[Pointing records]

* Start *

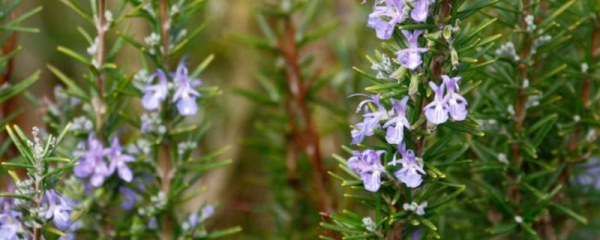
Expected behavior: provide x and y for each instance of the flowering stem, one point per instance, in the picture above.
(100, 28)
(164, 28)
(520, 110)
(297, 108)
(165, 157)
(8, 47)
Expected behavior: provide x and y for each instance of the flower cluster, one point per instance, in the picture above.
(388, 13)
(184, 97)
(93, 164)
(450, 104)
(447, 102)
(58, 209)
(10, 220)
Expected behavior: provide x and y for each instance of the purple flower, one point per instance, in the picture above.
(437, 111)
(452, 104)
(152, 223)
(371, 119)
(395, 126)
(588, 174)
(118, 161)
(155, 94)
(185, 95)
(129, 198)
(91, 164)
(71, 232)
(207, 212)
(9, 226)
(411, 57)
(412, 168)
(421, 10)
(58, 209)
(457, 104)
(368, 165)
(386, 14)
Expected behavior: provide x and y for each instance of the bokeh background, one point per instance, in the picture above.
(247, 190)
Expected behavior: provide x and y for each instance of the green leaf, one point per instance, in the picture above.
(13, 195)
(13, 90)
(557, 12)
(224, 233)
(72, 87)
(570, 213)
(74, 55)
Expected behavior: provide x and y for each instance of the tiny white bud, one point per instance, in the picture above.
(518, 219)
(584, 67)
(502, 158)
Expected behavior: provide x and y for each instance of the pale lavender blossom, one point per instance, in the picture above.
(457, 104)
(118, 161)
(58, 209)
(370, 121)
(588, 174)
(395, 126)
(130, 197)
(71, 232)
(368, 165)
(451, 104)
(416, 235)
(155, 94)
(9, 226)
(421, 10)
(412, 168)
(152, 223)
(386, 14)
(207, 212)
(92, 164)
(437, 111)
(185, 94)
(410, 57)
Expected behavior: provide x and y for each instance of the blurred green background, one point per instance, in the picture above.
(244, 190)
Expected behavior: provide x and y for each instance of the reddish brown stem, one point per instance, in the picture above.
(303, 128)
(165, 157)
(519, 106)
(100, 54)
(8, 47)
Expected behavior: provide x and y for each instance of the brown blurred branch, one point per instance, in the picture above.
(9, 46)
(100, 54)
(303, 132)
(165, 157)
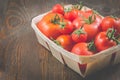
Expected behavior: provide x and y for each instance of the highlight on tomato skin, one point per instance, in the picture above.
(83, 33)
(65, 41)
(48, 25)
(106, 39)
(58, 8)
(81, 49)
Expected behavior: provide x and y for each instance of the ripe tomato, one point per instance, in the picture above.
(107, 22)
(102, 41)
(117, 25)
(66, 27)
(71, 15)
(47, 27)
(91, 30)
(79, 35)
(78, 22)
(65, 41)
(81, 49)
(58, 9)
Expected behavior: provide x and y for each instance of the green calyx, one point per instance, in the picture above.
(91, 46)
(111, 35)
(55, 19)
(62, 24)
(78, 6)
(90, 19)
(79, 31)
(67, 9)
(56, 42)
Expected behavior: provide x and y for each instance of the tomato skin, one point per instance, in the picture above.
(65, 41)
(81, 49)
(58, 9)
(79, 37)
(117, 25)
(71, 15)
(102, 42)
(91, 30)
(68, 28)
(107, 22)
(78, 22)
(47, 28)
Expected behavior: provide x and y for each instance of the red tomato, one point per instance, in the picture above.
(117, 25)
(107, 22)
(102, 41)
(79, 35)
(81, 49)
(58, 9)
(66, 27)
(65, 41)
(91, 30)
(78, 22)
(71, 15)
(47, 27)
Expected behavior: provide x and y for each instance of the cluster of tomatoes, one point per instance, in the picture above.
(82, 32)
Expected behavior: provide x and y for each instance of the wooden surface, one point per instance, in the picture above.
(22, 58)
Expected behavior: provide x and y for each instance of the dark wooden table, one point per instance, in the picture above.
(22, 58)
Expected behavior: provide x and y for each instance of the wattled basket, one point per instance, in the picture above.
(93, 63)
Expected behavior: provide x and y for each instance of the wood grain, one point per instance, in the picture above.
(22, 58)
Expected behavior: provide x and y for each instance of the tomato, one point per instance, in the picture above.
(78, 22)
(117, 25)
(107, 22)
(91, 30)
(47, 27)
(102, 40)
(65, 41)
(79, 35)
(71, 15)
(81, 49)
(66, 27)
(58, 9)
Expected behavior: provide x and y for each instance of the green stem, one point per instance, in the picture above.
(91, 46)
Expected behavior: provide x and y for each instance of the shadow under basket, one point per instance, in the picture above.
(83, 65)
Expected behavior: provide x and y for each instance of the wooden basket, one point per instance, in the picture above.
(93, 63)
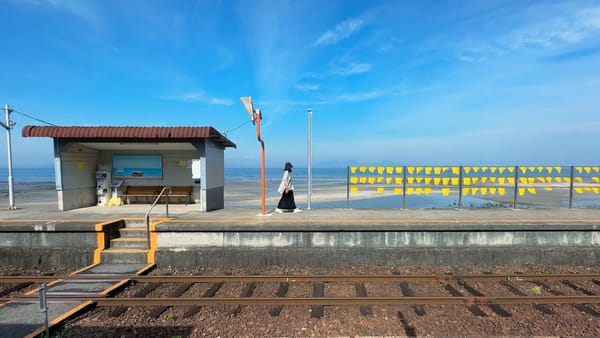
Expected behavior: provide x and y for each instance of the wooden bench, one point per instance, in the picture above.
(149, 193)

* End *

Present all of the material above as a numbered list, skipping any blank lines and leaving the pictures out.

• WRITTEN REPLY
1. Expected behavior: provide x and y for each instance of the flowering stem, one point per instance, in the picture above.
2. (100, 28)
3. (164, 28)
4. (520, 110)
5. (297, 108)
6. (165, 157)
7. (8, 47)
8. Expected behavior: provide x and y for each instance of the flower cluster, one point per instance, in the picture above.
9. (388, 13)
10. (184, 97)
11. (93, 164)
12. (450, 104)
13. (447, 102)
14. (58, 209)
15. (10, 220)
16. Expected behavior: provide x and y for each instance of the purple flower, one point per instance, in the picture above.
17. (437, 111)
18. (452, 104)
19. (152, 223)
20. (371, 119)
21. (395, 126)
22. (588, 174)
23. (118, 161)
24. (155, 94)
25. (185, 95)
26. (129, 198)
27. (91, 164)
28. (71, 232)
29. (207, 212)
30. (9, 226)
31. (411, 57)
32. (412, 168)
33. (421, 10)
34. (58, 209)
35. (457, 104)
36. (368, 165)
37. (386, 14)
38. Expected behavior: provide x and y for each instance of the bokeh background, one point per instance, in the picture above.
39. (247, 190)
40. Expected behavior: provide x and y for each instance of the green leaf, one point per instance, in the picture above.
41. (13, 195)
42. (13, 90)
43. (557, 12)
44. (224, 233)
45. (72, 87)
46. (570, 213)
47. (74, 55)
48. Expected behavior: provide x and y for each instance of the tiny white bud, one point per instance, in the picture above.
49. (518, 219)
50. (584, 67)
51. (502, 158)
52. Expected behavior: provide x and y for each instance of the pale lavender blossom, one point per instance, in the picture above.
53. (457, 104)
54. (118, 161)
55. (58, 209)
56. (370, 121)
57. (588, 174)
58. (395, 126)
59. (130, 197)
60. (71, 232)
61. (368, 165)
62. (451, 104)
63. (416, 235)
64. (155, 94)
65. (9, 226)
66. (421, 10)
67. (412, 168)
68. (152, 223)
69. (386, 14)
70. (207, 212)
71. (92, 164)
72. (437, 111)
73. (185, 94)
74. (410, 57)
75. Expected behavior: provide x and y for each instance of the blurred green background, one point per instance, in the picture above.
76. (244, 190)
77. Expected behavior: provide x and y for each instance of the reddish brown stem, one point per instance, in the picture above.
78. (303, 128)
79. (165, 157)
80. (519, 106)
81. (100, 54)
82. (8, 47)
83. Expected behavior: provide x and y for each instance of the brown blurred branch, one point per instance, in the picture above.
84. (9, 46)
85. (100, 54)
86. (303, 132)
87. (165, 157)
88. Expected behavior: provide x and y for each instance of the highlight on tomato skin, one point per instance, in the picture above.
89. (83, 33)
90. (65, 41)
91. (48, 25)
92. (106, 39)
93. (58, 8)
94. (81, 49)
95. Expected behavior: provide x and y for each instance of the ripe tomato, one point per instance, in the picture above.
96. (107, 22)
97. (102, 41)
98. (117, 25)
99. (66, 27)
100. (71, 15)
101. (47, 27)
102. (91, 30)
103. (79, 35)
104. (78, 22)
105. (65, 41)
106. (81, 49)
107. (58, 9)
108. Expected behavior: provide x and y for each instance of the green calyx, one point per instance, in the picture above.
109. (91, 46)
110. (111, 35)
111. (55, 19)
112. (62, 24)
113. (78, 6)
114. (90, 19)
115. (79, 31)
116. (67, 9)
117. (56, 42)
118. Expected behavior: provide x and y for each instance of the tomato skin, one point per instance, in the picture above.
119. (65, 41)
120. (81, 49)
121. (58, 9)
122. (79, 37)
123. (117, 25)
124. (71, 15)
125. (102, 42)
126. (91, 30)
127. (68, 28)
128. (107, 22)
129. (78, 22)
130. (47, 28)
131. Expected behavior: provide x and y for each instance of the red tomato, one point per instance, in the picture above.
132. (117, 25)
133. (107, 22)
134. (102, 41)
135. (79, 35)
136. (81, 49)
137. (58, 9)
138. (66, 27)
139. (65, 41)
140. (91, 30)
141. (78, 22)
142. (71, 15)
143. (47, 27)
144. Expected behavior: provide x and y for each instance of the cluster of tomatoes, one point per instance, in the picture above.
145. (82, 32)
146. Expected behavior: provide x and y for each instance of the wooden surface, one point per instance, in the picture above.
147. (22, 58)
148. Expected behavior: provide x and y for each instance of the dark wooden table, one point per instance, in the picture above.
149. (22, 58)
150. Expected behavior: provide x and y for each instance of the wattled basket, one point per instance, in the picture above.
151. (93, 63)
152. Expected behavior: provide x and y for each instance of the wood grain, one point per instance, in the picture above.
153. (22, 58)
154. Expected behavior: provide x and y for each instance of the tomato, one point per instance, in the picture above.
155. (78, 22)
156. (117, 25)
157. (107, 22)
158. (91, 30)
159. (47, 27)
160. (102, 40)
161. (65, 41)
162. (79, 35)
163. (71, 15)
164. (81, 49)
165. (66, 27)
166. (58, 9)
167. Expected behavior: provide x and y for each instance of the green stem, one point per instance, in the picture above.
168. (91, 46)
169. Expected behavior: provide x and y for each instance of the shadow under basket, one point per instance, in the picture above.
170. (83, 65)
171. Expected behavior: provide x and y for each instance of the wooden basket, one point per instance, in the picture above.
172. (93, 63)
173. Expected behavior: provide x and y for each instance of the wooden bench, one point per instance, in the picture above.
174. (149, 193)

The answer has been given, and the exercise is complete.